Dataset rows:
━━━━━━━━
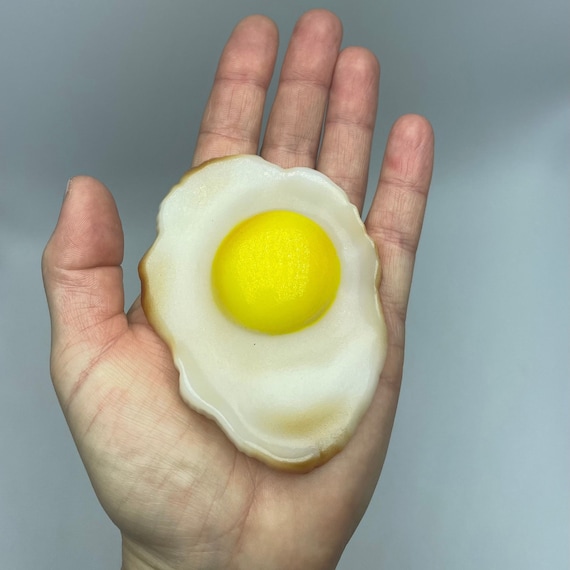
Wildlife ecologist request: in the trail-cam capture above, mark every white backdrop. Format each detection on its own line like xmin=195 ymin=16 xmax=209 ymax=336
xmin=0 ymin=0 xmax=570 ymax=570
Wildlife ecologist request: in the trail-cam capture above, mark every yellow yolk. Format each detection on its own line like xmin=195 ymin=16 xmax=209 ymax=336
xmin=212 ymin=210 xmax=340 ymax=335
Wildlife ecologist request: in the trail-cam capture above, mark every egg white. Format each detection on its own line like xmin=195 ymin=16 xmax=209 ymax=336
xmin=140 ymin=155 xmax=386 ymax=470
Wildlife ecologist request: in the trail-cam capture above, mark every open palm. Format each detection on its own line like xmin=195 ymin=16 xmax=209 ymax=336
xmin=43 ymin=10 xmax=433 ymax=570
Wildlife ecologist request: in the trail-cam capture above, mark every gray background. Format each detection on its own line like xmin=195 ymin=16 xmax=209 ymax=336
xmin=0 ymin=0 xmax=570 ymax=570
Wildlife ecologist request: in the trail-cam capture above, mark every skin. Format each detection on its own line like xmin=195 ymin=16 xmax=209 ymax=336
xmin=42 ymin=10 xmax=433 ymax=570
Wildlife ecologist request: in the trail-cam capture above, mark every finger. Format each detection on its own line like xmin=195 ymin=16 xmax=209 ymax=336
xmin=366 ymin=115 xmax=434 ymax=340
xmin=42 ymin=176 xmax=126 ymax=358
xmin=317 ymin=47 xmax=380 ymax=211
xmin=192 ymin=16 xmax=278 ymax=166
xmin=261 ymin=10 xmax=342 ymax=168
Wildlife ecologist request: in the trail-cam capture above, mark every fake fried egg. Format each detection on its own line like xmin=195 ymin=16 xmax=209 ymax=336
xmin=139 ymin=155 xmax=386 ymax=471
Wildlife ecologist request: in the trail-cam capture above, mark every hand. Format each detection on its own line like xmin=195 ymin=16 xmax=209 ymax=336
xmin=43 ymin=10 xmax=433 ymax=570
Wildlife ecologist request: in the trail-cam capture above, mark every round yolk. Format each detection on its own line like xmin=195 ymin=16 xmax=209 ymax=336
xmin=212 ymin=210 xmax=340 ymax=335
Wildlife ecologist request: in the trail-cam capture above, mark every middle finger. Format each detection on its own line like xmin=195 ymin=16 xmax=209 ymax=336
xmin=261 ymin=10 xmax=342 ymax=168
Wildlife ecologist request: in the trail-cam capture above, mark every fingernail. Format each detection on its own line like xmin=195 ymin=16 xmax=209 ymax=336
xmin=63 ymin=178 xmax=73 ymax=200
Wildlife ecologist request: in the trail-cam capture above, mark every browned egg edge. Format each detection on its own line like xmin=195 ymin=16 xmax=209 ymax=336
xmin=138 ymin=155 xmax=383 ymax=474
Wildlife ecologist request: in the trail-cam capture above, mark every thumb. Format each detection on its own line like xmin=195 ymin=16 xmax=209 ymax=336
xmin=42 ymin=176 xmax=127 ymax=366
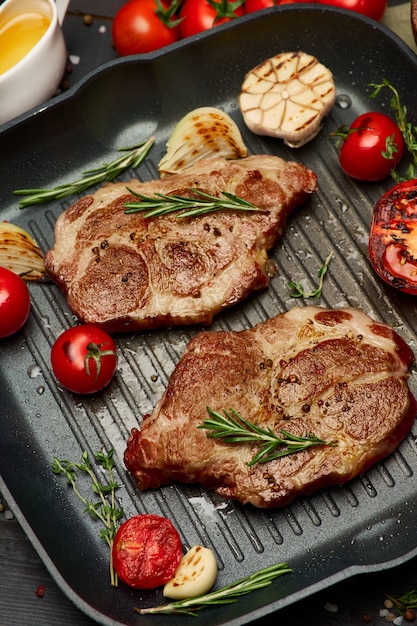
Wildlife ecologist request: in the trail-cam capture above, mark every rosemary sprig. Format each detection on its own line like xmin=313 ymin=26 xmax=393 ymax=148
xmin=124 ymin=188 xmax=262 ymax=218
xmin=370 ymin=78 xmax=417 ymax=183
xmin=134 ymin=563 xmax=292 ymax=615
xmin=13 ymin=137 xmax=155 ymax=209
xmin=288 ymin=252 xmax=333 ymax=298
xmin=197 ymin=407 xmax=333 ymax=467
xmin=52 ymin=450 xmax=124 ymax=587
━━━━━━━━
EXERCISE » Rewrite the records with "trail-cam capture" swapped for "camera image" wherever it occurs, leaving the rest as is. Omit the pictures from your answer.

WRITTEN ANSWER »
Wildlife ecologist request: in the camera image above, mark every white backdrop. Format each detection on its own line like xmin=195 ymin=16 xmax=209 ymax=336
xmin=0 ymin=0 xmax=570 ymax=570
Wildlife ecologist request: in the camera image above, mark every yellow yolk. Format each detection on its own line like xmin=195 ymin=16 xmax=209 ymax=336
xmin=212 ymin=210 xmax=340 ymax=335
Wildlife ecologist request: in the camera image above, mark every egg white. Format each detection on its own line like xmin=195 ymin=16 xmax=209 ymax=336
xmin=140 ymin=155 xmax=386 ymax=470
Wildlife ecologist request: in the camera image above, mark every open palm. Format each detection on its own line like xmin=195 ymin=16 xmax=209 ymax=336
xmin=43 ymin=10 xmax=433 ymax=570
Wildlife ecologist request: in the camera image above, mark every gray background. Format each detection on its own line like xmin=195 ymin=16 xmax=209 ymax=336
xmin=0 ymin=0 xmax=570 ymax=570
Wildlife ecologist request: in the camera image above, mark every skin. Format each detection on its own line like xmin=195 ymin=16 xmax=209 ymax=336
xmin=42 ymin=10 xmax=433 ymax=570
Wildlife ecologist request: in the camera image above, mark every finger. Format each detection on its own line like xmin=195 ymin=16 xmax=209 ymax=336
xmin=366 ymin=115 xmax=434 ymax=340
xmin=42 ymin=176 xmax=126 ymax=358
xmin=317 ymin=47 xmax=380 ymax=211
xmin=192 ymin=16 xmax=278 ymax=166
xmin=261 ymin=10 xmax=342 ymax=168
Wildlife ecologist request: in the camera image above, mark every fake fried egg. Format each detection on its own line like xmin=195 ymin=16 xmax=209 ymax=336
xmin=139 ymin=155 xmax=386 ymax=471
Wildlife ecologist request: in the camera image above, mark every hand. Format each detection on its own line like xmin=195 ymin=16 xmax=209 ymax=336
xmin=43 ymin=10 xmax=433 ymax=570
Wildlife ecologist request: in the camera image above, mark every round yolk. Format each detection on its own line like xmin=195 ymin=16 xmax=209 ymax=336
xmin=212 ymin=210 xmax=340 ymax=335
Wildlife ecologist request: in the camera image above, mark every middle finger. Format each detection on its own line like xmin=195 ymin=16 xmax=209 ymax=336
xmin=261 ymin=10 xmax=342 ymax=168
Wildlife ecologist request: in the camera image above, mark every fingernail. Format each detection on its own line like xmin=195 ymin=16 xmax=209 ymax=336
xmin=63 ymin=178 xmax=73 ymax=200
Wildlife ecologist request: in the camera image above, mark every browned egg edge. Format each detection on its own line like xmin=195 ymin=16 xmax=209 ymax=336
xmin=138 ymin=155 xmax=383 ymax=474
Wildlife ecologist request: in the camera image above, mark every thumb. Format each detection on its own line like xmin=195 ymin=16 xmax=209 ymax=336
xmin=42 ymin=176 xmax=127 ymax=366
Wildlife ecologist request: in the camera image above, mark every rosemary sprig. Format each detection on its own line like xmin=313 ymin=26 xmax=393 ymax=148
xmin=124 ymin=188 xmax=262 ymax=218
xmin=370 ymin=78 xmax=417 ymax=183
xmin=134 ymin=563 xmax=292 ymax=615
xmin=13 ymin=137 xmax=155 ymax=209
xmin=288 ymin=252 xmax=333 ymax=298
xmin=197 ymin=407 xmax=333 ymax=467
xmin=52 ymin=450 xmax=124 ymax=587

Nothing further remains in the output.